> Task item
Please write out every record exactly, but keep any images out of it.

> Input for this task
════════════════════
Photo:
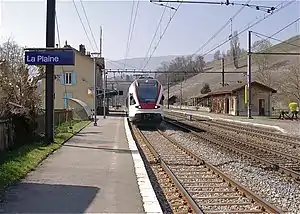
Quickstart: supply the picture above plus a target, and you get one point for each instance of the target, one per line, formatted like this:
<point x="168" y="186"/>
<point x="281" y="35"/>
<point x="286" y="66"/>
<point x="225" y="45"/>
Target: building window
<point x="68" y="78"/>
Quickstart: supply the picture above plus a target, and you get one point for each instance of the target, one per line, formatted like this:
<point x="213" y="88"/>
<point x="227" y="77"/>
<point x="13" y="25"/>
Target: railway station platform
<point x="97" y="171"/>
<point x="284" y="126"/>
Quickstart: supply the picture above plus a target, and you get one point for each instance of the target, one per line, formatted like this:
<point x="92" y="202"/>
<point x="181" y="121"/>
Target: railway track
<point x="204" y="187"/>
<point x="257" y="150"/>
<point x="262" y="133"/>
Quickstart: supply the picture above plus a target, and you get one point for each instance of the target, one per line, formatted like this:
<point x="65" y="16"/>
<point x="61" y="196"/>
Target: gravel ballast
<point x="273" y="186"/>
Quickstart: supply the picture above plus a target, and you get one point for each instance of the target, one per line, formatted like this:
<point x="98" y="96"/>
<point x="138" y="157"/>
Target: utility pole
<point x="180" y="94"/>
<point x="95" y="94"/>
<point x="168" y="91"/>
<point x="223" y="72"/>
<point x="249" y="75"/>
<point x="104" y="92"/>
<point x="50" y="42"/>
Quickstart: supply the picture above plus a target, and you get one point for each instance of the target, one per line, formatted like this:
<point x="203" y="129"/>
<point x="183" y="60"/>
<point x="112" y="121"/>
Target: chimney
<point x="82" y="49"/>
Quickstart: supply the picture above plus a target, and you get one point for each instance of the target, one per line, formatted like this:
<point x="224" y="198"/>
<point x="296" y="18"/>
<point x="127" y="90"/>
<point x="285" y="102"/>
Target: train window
<point x="161" y="102"/>
<point x="147" y="93"/>
<point x="132" y="101"/>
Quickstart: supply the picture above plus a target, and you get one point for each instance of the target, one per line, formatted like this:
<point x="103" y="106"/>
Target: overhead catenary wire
════════════════════
> Solution to this exercise
Photo:
Quickstart: supply the picture above plus a target, and you get one point for each instance of the target, one per line, formatted like this:
<point x="168" y="186"/>
<point x="281" y="35"/>
<point x="286" y="66"/>
<point x="225" y="45"/>
Target: building window
<point x="68" y="78"/>
Quickstart: supply the picture above plus a target, and you get one point for each instance of the target, one per line, formatted like this:
<point x="213" y="88"/>
<point x="227" y="77"/>
<point x="13" y="25"/>
Target: railway station platform
<point x="97" y="171"/>
<point x="284" y="126"/>
Quickstart: supply the picture above plus a target, and you get one point for each instance of the target, one per line, formatted like this:
<point x="92" y="202"/>
<point x="181" y="121"/>
Target: railway track
<point x="204" y="187"/>
<point x="257" y="150"/>
<point x="262" y="133"/>
Quickstart: supply the picture above plus a target, and you get one point for each instance of the target, one per line, formatted like this:
<point x="65" y="16"/>
<point x="61" y="196"/>
Target: gravel ballast
<point x="273" y="186"/>
Quickstart: supply the picture above plus a target, and you get one point for each instance of the target, one per line, formatted like this:
<point x="98" y="96"/>
<point x="138" y="157"/>
Target: utility pole
<point x="180" y="94"/>
<point x="95" y="94"/>
<point x="168" y="91"/>
<point x="223" y="72"/>
<point x="249" y="75"/>
<point x="104" y="92"/>
<point x="50" y="42"/>
Quickstart: supply the picture above plus a target, and you get one point for each instance of the target, one per line, formatted like this:
<point x="203" y="129"/>
<point x="183" y="60"/>
<point x="112" y="121"/>
Target: chimney
<point x="82" y="49"/>
Quickstart: supply the picture above plus a target, and you get one point for each instance of the target, one per line, formatted like this:
<point x="224" y="198"/>
<point x="296" y="18"/>
<point x="127" y="90"/>
<point x="285" y="102"/>
Target: train window
<point x="161" y="102"/>
<point x="147" y="93"/>
<point x="132" y="101"/>
Quickstart: supply the picture above plus a target, and you get one point for each instance of the target, one per line, formatted like this:
<point x="103" y="106"/>
Target: overhead catenary wire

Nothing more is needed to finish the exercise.